• _Task statement_:
Where a line of the material includes the string "below", copy that line.

----

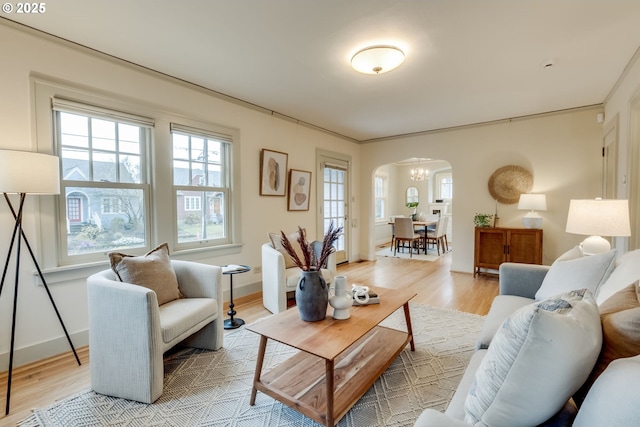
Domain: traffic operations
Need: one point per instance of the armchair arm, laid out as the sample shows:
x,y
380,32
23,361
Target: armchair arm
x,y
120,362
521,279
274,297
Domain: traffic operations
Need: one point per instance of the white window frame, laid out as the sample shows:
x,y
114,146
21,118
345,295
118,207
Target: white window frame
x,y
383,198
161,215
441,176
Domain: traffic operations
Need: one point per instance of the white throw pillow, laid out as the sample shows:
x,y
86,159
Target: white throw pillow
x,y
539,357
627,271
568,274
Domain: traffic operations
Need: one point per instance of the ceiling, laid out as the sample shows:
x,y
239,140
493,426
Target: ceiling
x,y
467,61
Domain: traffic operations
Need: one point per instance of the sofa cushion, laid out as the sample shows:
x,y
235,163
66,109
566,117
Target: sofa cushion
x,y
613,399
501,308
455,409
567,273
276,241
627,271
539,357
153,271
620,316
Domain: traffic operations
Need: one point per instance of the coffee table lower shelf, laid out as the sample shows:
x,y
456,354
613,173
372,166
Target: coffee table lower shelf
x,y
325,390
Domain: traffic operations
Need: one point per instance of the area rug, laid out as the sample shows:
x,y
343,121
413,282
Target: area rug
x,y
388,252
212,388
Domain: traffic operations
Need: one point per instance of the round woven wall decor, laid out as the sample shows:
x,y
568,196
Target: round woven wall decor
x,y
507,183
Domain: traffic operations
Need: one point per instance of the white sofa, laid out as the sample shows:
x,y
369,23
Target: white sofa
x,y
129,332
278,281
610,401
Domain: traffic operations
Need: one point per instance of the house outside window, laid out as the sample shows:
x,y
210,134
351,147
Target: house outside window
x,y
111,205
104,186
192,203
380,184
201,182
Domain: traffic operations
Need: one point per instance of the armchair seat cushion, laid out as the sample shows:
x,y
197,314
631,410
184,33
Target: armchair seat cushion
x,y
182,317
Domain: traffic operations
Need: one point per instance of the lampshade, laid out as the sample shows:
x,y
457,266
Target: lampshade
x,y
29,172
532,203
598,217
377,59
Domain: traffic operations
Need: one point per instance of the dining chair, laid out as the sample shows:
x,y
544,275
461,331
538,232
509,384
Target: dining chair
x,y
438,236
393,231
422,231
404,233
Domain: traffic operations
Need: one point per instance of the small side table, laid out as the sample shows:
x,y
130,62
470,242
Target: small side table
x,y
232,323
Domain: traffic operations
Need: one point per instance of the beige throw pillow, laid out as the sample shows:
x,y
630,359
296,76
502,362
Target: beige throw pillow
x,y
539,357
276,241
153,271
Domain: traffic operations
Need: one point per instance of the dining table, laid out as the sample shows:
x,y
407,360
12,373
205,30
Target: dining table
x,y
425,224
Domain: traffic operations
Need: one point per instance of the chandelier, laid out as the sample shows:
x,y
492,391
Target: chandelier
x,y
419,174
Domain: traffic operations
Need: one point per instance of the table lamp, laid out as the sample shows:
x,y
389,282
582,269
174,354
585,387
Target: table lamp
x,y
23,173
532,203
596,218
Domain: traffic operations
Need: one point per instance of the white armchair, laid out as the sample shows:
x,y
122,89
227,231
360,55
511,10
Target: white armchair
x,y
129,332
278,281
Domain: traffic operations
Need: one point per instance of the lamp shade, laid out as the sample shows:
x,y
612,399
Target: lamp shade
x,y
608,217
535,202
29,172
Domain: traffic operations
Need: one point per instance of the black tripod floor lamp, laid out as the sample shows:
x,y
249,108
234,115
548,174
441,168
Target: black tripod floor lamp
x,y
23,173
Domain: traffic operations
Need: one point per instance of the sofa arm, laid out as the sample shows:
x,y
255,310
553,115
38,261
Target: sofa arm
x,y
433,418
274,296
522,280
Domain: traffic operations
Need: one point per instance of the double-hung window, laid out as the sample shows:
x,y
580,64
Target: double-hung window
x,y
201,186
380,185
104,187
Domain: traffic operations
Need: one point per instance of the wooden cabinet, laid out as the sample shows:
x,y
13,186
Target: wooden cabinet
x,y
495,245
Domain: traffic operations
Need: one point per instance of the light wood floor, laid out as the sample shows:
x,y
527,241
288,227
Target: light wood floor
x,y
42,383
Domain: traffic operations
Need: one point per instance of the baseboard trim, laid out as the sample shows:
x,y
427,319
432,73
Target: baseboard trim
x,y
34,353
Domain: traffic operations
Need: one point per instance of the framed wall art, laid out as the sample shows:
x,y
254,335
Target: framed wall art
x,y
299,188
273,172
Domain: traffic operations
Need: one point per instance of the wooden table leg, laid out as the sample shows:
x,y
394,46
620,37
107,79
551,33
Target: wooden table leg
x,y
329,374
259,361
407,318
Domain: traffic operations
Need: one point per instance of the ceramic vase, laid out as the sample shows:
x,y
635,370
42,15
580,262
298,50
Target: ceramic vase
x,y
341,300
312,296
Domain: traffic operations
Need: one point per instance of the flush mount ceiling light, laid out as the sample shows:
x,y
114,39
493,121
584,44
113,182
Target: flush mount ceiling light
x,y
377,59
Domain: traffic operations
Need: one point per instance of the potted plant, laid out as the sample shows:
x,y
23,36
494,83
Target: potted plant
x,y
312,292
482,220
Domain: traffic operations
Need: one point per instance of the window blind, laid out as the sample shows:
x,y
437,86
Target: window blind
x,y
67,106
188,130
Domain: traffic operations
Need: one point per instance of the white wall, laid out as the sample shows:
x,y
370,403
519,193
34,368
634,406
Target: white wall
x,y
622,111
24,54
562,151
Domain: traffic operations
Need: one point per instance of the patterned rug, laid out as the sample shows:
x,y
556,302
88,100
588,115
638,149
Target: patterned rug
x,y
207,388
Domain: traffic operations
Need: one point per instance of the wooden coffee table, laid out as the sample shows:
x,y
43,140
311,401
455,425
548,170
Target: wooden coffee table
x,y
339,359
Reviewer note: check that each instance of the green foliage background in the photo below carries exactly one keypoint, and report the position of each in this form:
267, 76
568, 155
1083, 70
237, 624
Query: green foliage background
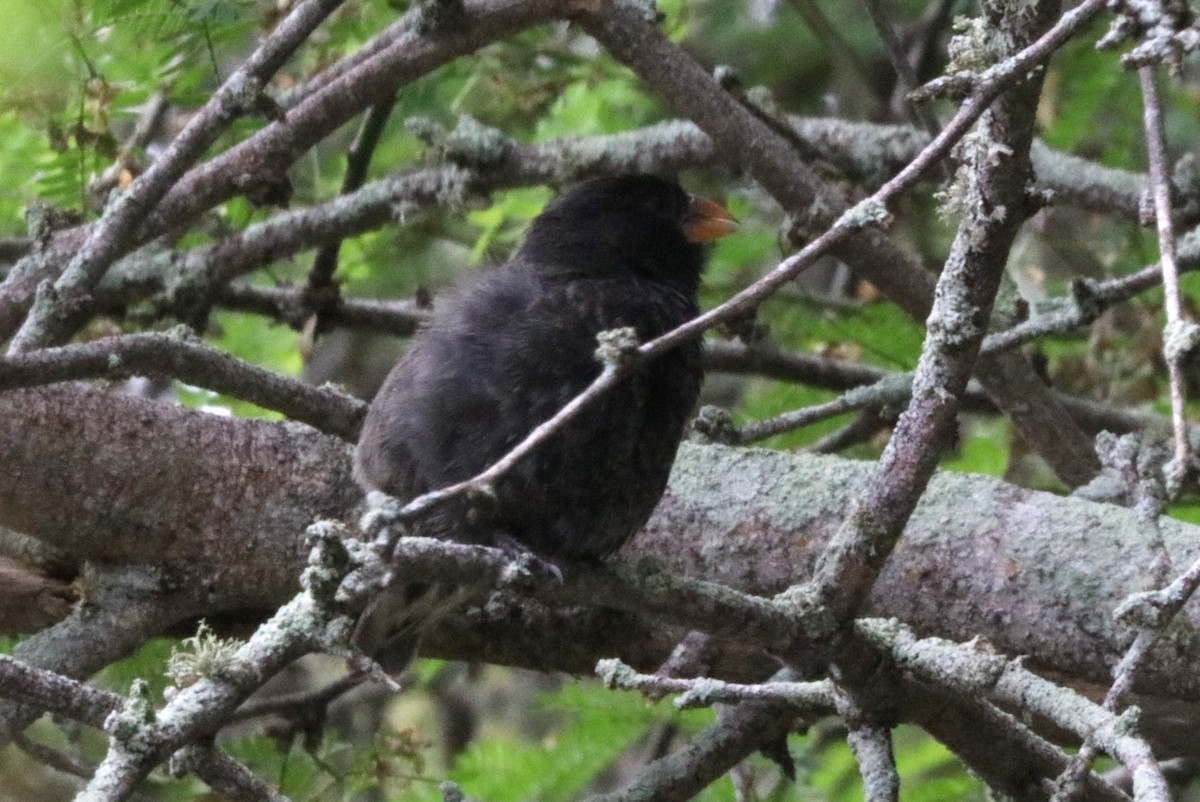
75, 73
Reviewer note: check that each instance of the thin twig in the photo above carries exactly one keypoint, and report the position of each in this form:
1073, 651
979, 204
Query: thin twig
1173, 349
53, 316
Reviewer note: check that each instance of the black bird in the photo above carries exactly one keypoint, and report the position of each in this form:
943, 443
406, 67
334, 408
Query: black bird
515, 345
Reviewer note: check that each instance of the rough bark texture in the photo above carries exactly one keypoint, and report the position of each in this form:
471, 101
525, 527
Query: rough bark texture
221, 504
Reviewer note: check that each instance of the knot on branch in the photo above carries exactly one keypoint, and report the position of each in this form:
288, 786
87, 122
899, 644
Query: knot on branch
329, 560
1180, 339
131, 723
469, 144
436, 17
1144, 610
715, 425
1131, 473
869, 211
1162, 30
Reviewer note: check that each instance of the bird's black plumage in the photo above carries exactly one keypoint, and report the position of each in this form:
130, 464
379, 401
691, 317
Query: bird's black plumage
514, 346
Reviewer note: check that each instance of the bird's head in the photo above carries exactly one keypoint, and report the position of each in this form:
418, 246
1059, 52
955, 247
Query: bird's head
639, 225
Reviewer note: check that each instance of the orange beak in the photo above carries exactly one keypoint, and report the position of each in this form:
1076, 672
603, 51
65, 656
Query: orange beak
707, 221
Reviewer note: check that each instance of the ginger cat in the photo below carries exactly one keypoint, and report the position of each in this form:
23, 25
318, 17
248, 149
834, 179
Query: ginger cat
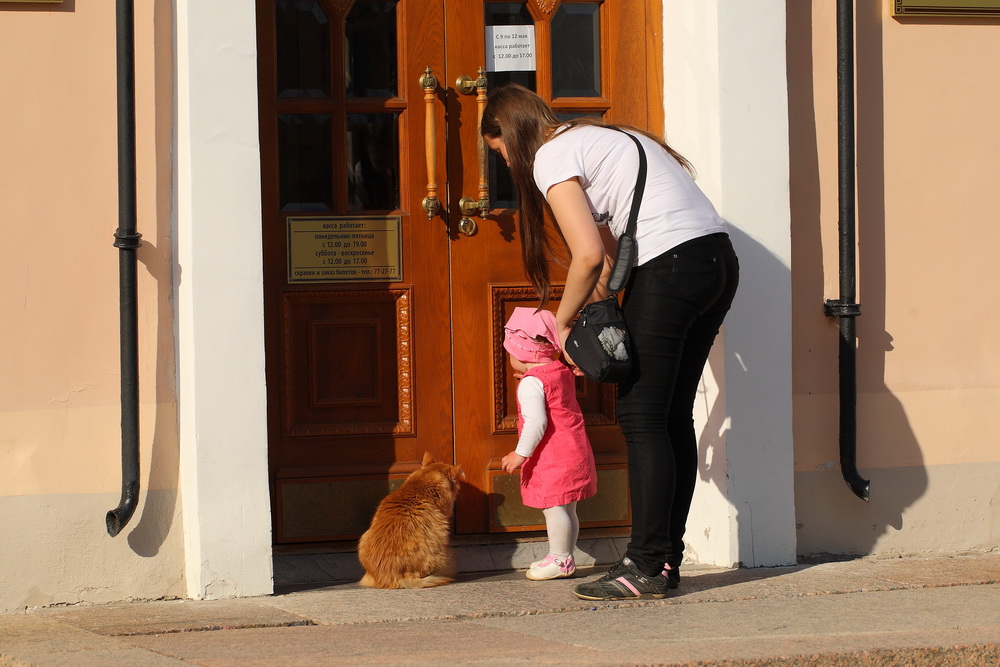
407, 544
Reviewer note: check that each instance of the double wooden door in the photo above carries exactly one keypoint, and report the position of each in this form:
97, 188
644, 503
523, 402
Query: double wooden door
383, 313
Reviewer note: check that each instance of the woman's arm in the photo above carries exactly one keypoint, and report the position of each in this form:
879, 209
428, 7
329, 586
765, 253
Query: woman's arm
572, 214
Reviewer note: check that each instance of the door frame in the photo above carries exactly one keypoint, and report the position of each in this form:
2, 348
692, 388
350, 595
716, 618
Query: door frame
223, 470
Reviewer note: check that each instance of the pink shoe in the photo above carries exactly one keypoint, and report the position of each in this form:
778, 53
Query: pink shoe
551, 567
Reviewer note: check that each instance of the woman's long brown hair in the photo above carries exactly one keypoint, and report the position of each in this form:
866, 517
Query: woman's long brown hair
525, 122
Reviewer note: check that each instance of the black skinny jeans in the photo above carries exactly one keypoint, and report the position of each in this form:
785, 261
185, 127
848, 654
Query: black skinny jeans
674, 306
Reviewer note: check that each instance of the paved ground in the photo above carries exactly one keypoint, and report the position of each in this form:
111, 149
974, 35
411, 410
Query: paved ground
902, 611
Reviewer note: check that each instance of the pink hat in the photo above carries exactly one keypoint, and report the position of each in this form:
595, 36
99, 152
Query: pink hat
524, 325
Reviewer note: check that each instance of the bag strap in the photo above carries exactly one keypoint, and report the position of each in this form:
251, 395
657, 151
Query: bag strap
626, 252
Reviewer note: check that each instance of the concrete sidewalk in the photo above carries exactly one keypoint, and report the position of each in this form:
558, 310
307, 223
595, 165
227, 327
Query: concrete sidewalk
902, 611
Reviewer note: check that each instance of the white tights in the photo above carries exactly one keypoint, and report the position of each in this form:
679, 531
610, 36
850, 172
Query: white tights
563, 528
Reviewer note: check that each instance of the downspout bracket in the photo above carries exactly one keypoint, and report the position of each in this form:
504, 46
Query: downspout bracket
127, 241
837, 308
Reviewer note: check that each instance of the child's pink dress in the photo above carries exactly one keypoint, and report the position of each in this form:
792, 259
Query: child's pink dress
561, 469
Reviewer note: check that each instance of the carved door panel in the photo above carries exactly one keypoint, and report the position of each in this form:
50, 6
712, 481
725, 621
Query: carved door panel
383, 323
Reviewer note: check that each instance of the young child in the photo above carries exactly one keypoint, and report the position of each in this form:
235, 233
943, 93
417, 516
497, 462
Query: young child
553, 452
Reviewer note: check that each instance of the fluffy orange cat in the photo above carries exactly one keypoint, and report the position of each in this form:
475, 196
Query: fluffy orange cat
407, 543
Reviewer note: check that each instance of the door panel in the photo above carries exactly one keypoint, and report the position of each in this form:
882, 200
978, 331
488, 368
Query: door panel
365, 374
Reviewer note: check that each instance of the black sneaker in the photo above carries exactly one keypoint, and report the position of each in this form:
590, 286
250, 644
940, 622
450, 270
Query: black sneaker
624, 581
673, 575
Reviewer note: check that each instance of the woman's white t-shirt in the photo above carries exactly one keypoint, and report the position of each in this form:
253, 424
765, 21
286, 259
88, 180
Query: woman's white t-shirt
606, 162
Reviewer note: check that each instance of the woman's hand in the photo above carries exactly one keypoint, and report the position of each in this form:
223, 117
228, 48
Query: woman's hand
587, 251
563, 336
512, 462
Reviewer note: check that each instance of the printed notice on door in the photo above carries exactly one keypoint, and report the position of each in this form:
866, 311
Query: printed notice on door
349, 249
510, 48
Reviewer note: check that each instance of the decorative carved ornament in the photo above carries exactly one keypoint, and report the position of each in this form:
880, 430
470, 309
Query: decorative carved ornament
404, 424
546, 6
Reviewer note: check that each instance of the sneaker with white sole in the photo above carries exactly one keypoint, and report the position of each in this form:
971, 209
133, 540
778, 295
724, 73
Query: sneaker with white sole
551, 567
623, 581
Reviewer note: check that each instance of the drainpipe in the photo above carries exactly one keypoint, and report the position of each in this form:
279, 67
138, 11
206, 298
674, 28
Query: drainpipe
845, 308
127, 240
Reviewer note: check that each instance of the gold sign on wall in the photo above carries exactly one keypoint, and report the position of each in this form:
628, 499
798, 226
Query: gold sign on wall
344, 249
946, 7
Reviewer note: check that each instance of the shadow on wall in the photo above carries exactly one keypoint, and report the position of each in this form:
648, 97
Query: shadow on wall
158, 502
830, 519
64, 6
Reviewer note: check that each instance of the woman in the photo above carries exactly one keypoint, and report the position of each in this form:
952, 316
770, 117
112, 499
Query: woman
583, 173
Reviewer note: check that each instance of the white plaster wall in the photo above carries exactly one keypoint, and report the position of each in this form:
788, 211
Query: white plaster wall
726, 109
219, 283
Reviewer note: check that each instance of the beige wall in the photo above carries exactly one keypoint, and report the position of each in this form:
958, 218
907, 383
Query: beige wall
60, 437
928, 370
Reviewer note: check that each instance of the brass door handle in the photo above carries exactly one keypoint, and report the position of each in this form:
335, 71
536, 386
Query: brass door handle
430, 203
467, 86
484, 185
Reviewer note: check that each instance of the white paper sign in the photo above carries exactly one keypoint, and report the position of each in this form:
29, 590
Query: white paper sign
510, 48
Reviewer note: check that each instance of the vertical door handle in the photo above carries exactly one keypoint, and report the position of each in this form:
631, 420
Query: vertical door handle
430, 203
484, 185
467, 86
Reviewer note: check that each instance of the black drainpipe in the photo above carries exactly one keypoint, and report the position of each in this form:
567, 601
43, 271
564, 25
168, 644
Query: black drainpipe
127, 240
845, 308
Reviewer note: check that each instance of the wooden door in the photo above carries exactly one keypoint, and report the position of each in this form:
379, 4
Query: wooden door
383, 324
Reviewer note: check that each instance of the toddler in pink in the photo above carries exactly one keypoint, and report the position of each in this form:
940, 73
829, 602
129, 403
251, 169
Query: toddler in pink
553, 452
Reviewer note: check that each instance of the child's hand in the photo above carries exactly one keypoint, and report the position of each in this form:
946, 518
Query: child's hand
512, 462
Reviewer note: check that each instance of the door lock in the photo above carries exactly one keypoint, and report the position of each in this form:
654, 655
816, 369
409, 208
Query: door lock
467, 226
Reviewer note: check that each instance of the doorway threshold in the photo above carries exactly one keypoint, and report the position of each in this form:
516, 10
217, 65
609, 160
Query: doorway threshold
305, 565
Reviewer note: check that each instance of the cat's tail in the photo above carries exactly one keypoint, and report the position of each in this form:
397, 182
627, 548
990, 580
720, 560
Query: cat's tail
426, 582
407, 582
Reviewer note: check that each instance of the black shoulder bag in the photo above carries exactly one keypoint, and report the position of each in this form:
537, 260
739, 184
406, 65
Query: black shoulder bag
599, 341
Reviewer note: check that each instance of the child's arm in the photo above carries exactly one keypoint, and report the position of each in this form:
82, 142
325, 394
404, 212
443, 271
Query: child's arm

----

• _Response area_:
Reviewer note: check that each instance of the green foliage background in the photo below carries exactly one keypoint, and report the position of each in this form:
Reviewer note: check that each instance of the ginger cat in the photo below carries exactly one keypoint, and report the position of each in this form:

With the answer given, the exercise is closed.